Rows from a pointing dataset

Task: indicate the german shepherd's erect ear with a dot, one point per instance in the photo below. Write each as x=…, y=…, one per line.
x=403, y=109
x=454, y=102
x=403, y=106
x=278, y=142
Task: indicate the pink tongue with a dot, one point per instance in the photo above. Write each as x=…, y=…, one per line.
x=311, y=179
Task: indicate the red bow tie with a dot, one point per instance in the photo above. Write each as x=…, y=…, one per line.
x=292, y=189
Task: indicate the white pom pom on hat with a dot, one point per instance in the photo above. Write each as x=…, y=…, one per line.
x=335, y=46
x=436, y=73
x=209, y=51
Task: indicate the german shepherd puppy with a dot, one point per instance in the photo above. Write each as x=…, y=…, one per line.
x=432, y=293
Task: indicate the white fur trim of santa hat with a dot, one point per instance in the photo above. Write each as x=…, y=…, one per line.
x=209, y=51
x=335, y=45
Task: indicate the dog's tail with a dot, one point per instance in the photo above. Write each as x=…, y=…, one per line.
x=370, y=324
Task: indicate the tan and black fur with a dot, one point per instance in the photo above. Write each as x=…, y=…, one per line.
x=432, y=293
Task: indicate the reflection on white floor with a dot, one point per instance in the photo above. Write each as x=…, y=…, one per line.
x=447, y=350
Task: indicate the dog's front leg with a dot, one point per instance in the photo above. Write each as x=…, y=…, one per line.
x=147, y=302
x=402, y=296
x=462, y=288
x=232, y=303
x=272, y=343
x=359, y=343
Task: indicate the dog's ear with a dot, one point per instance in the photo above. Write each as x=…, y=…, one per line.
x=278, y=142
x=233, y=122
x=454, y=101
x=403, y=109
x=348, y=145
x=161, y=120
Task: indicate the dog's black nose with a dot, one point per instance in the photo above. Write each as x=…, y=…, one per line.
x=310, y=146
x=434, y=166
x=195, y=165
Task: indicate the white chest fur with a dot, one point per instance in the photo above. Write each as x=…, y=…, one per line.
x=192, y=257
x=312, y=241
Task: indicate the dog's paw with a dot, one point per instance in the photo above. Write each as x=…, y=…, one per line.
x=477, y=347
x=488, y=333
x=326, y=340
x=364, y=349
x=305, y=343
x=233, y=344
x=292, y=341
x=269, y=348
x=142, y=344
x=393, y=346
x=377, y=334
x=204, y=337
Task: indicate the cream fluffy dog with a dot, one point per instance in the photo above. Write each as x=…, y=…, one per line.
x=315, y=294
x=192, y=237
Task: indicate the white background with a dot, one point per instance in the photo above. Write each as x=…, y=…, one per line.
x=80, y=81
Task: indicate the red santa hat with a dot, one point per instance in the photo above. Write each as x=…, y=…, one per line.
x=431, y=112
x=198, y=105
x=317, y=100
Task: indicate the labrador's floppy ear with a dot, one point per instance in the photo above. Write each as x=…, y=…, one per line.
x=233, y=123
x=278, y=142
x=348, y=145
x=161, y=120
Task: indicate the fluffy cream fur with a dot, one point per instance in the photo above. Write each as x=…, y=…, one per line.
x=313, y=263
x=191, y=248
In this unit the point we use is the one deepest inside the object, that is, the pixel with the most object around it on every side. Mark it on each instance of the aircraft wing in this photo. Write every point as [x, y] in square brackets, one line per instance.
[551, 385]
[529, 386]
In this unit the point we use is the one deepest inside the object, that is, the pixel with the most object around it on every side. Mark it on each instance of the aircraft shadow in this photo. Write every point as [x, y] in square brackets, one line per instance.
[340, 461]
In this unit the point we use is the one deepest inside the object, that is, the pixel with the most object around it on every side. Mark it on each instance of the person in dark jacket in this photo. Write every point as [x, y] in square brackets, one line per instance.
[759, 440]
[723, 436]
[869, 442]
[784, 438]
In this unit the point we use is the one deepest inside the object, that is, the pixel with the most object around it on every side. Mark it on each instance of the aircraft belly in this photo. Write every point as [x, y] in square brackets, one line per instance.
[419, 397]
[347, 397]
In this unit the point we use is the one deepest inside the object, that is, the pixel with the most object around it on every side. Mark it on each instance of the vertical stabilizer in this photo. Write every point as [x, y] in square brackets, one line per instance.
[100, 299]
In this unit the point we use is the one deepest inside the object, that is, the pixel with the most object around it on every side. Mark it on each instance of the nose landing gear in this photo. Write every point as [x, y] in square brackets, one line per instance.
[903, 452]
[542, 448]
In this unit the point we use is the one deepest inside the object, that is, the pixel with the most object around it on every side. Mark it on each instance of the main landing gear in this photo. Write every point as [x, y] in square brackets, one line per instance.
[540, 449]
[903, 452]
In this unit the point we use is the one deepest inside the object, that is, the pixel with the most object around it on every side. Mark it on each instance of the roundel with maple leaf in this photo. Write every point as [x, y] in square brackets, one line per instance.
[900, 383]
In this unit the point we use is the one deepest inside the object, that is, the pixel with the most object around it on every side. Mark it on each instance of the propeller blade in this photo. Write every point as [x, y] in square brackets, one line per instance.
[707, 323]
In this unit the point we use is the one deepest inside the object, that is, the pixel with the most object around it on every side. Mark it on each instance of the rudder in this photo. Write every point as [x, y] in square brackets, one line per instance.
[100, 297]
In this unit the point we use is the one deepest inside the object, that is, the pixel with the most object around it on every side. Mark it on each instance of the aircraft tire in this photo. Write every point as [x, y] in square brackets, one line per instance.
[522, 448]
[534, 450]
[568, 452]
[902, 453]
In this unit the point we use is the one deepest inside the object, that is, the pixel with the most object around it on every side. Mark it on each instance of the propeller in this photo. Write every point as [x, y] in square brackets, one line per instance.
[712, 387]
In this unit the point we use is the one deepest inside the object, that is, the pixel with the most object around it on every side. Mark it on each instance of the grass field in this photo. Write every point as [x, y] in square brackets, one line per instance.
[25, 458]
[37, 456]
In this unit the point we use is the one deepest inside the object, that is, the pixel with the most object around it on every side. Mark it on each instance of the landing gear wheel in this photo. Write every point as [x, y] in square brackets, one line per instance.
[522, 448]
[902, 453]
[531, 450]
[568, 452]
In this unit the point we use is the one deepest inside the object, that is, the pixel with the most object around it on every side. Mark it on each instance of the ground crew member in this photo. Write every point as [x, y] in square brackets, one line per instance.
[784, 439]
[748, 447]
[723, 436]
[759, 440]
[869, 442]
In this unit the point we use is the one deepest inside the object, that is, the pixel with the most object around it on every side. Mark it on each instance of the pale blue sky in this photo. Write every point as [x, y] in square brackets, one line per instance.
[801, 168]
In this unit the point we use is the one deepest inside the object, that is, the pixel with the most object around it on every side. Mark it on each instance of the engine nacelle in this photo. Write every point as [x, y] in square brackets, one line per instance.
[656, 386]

- _WORK REQUIRED_:
Copy out every entry again, exactly as it was given.

- _TASK RESULT_:
Task: indicate the german shepherd's erect ear with a dot, one point per instance in the photo below. Write each as x=…, y=…, one per line.
x=403, y=109
x=454, y=102
x=403, y=106
x=278, y=142
Task: indicate the pink tongue with a dot, one point per instance in the photo above. Write each as x=…, y=…, one per line.
x=311, y=179
Task: indicate the red bow tie with a dot, one point per instance in the photo above. Write each as x=…, y=…, one per line.
x=292, y=189
Task: indicate the white pom pom on hat with a dot, one point per instance in the photo above. Write each as x=…, y=…, one per line.
x=335, y=46
x=436, y=73
x=209, y=51
Task: indicate the german shepherd puppy with a dot, one point per instance in the photo above. Write each as x=…, y=…, one per line.
x=432, y=293
Task: indicate the white fur trim of santa hat with a dot, one point per instance in the photo above. Write each as x=…, y=…, one per line.
x=209, y=51
x=335, y=45
Task: indicate the dog's tail with a dot, one point per instance in the photo above. Write each as x=…, y=…, one per line.
x=370, y=324
Task: indicate the tan and black fur with a dot, one point per instance in the photo above. Write each as x=…, y=…, one per line.
x=432, y=293
Task: indicate the reflection on white floor with a dot, one point per instance in the photo above. Write each as x=…, y=…, one per line.
x=447, y=350
Task: indicate the dog's front leg with a dot, one point per instance in the photo above. Write each as x=…, y=…, one per line.
x=147, y=302
x=402, y=296
x=462, y=288
x=232, y=303
x=272, y=343
x=359, y=343
Task: indicate the dog's ear with a dot, one point per instance in the photo above. Write each as x=…, y=…, one per line.
x=278, y=142
x=233, y=122
x=454, y=101
x=403, y=109
x=348, y=145
x=161, y=120
Task: indicate the dog's black nose with a dot, one point per instance in the photo above. Write each as x=…, y=…, one per line.
x=310, y=146
x=434, y=166
x=195, y=165
Task: indicate the white chest fur with a dot, one point per instance in the photo above. Write each as x=…, y=…, one per line.
x=192, y=257
x=312, y=241
Task: indicate the dog's paw with a dot, one point per instance in the photo above. Write each as x=…, y=…, one per line.
x=477, y=347
x=488, y=333
x=326, y=340
x=364, y=349
x=305, y=343
x=233, y=344
x=292, y=341
x=269, y=348
x=142, y=344
x=393, y=346
x=377, y=334
x=204, y=337
Task: indicate the cream fluffy dog with a dot, one point per instance in the photo above. Write each as x=…, y=…, one per line.
x=315, y=294
x=192, y=237
Task: indicate the white background with a dot, one point per instance in the photo above. Write each as x=…, y=…, one per line.
x=80, y=81
Task: indicate the red santa hat with a dot, one point per instance in the photo above. Write each as x=…, y=…, one per line.
x=431, y=112
x=198, y=105
x=317, y=100
Task: indicate the labrador's floppy ear with a dot, one point per instance in the photo above. Write each as x=…, y=…, one per line.
x=233, y=123
x=278, y=142
x=348, y=145
x=161, y=120
Task: indicate the fluffy cream fur with a dot, one point per instance in the photo above. Write each as x=…, y=…, one per line.
x=313, y=263
x=191, y=248
In this unit the point we use is the one deepest inside the object, that is, the pixel with the most object around it on every side. Mark it on each instance of the aircraft wing in this photo. Write every point as [x, y] in square brackets, one line per instance.
[551, 385]
[529, 386]
In this unit the point we use is the one deepest inside the object, that is, the pixel with the most object around it on every side. Mark it on each instance of the aircraft shadow in this photo. Write every point as [x, y] in square brackets, one line per instance.
[340, 461]
In this unit the point we use is the one deepest inside the object, that is, the pixel with the most object around it on every side. Mark it on each instance of the person in dark jacket in this photo. Write every point as [x, y] in square brackets, one line per instance.
[759, 440]
[723, 436]
[869, 442]
[784, 438]
In this unit the point we use is the one deepest inside the object, that is, the pixel with the most object around it on every side. Mark it on each instance of the aircraft belly in this photo. Write every point as [x, y] in square brackets, one line per instance.
[419, 397]
[347, 397]
In this unit the point we use is the one deepest inside the object, that is, the pixel with the most object around it on every side. Mark it on each instance of the vertical stabilizer in this photo. Write every point as [x, y] in square brackets, one line per instance.
[100, 299]
In this unit the point we use is the one deepest inside the object, that is, the pixel with the most object around it on every side. Mark it on each instance of the nose landing gear in this photo. Write every point as [x, y] in square brackets, one line per instance.
[903, 452]
[542, 448]
In this unit the point we use is the one deepest inside the object, that is, the pixel with the most object around it on every side. Mark it on each instance of the main landing gear in this photo. Write every point as [x, y] in square brackets, one line per instance.
[540, 449]
[903, 452]
In this unit the point we use is the one deepest inside the object, that is, the pixel with the most object around it on every side. Mark it on each instance of the roundel with maple leaf in this photo. Write every point as [x, y] in square brackets, one line per instance.
[900, 383]
In this unit the point we use is the one deepest inside the object, that is, the pixel with the most object around it on every side. Mark it on each instance of the propeller blade in this photo. Write every point as [x, y] in square brackets, one line per instance.
[707, 323]
In this unit the point we use is the one deepest inside the object, that is, the pixel with the most object around it on every side. Mark it on each instance of the rudder in this photo. Write every point as [x, y] in square brackets, one line per instance.
[100, 297]
In this unit the point we use is the one deepest inside the object, that is, the pixel with the most object around it on every side. Mark it on each instance of the aircraft tire in this photo. Write every point as [x, y] in square brackets, one line per instance.
[522, 448]
[534, 450]
[568, 452]
[902, 453]
In this unit the point we use is the one deepest inside the object, that is, the pixel with the most object around it on every side. Mark it on each instance of the propeller in this photo. Write every point as [x, y] in square brackets, one line per instance.
[712, 387]
In this unit the point we use is the one deepest inside the object, that is, the pixel with the most object around it on every side. Mark it on each instance of the grass field in this photo. Write every point as [x, y] in square brackets, one line per instance.
[25, 458]
[37, 456]
In this unit the point we use is the one deepest inside the object, that is, the pixel with the most object around it on every side. Mark it on each instance of the landing gear wheel in this photo. Write every point as [x, y] in square brackets, one line per instance.
[522, 448]
[902, 453]
[531, 450]
[568, 452]
In this unit the point we use is the one deepest inside the object, that is, the pixel with the most object around it on every side. Mark it on each instance of the ground crew member in this photo. Write every point as [x, y] in square brackets, one line per instance.
[784, 439]
[748, 447]
[723, 436]
[759, 440]
[869, 442]
In this unit the point we use is the one deepest inside the object, that is, the pixel with the most object around it on every side. Mark it on each instance of the pale blue sky in this photo. Write every point as [x, y] in square brackets, one line per instance.
[801, 168]
In this unit the point we use is the one deepest inside the object, that is, the pixel with the most object around it on every side. Mark it on each instance of the engine nacelle in this photo. Write every point as [x, y] in square brackets, one line per instance.
[656, 386]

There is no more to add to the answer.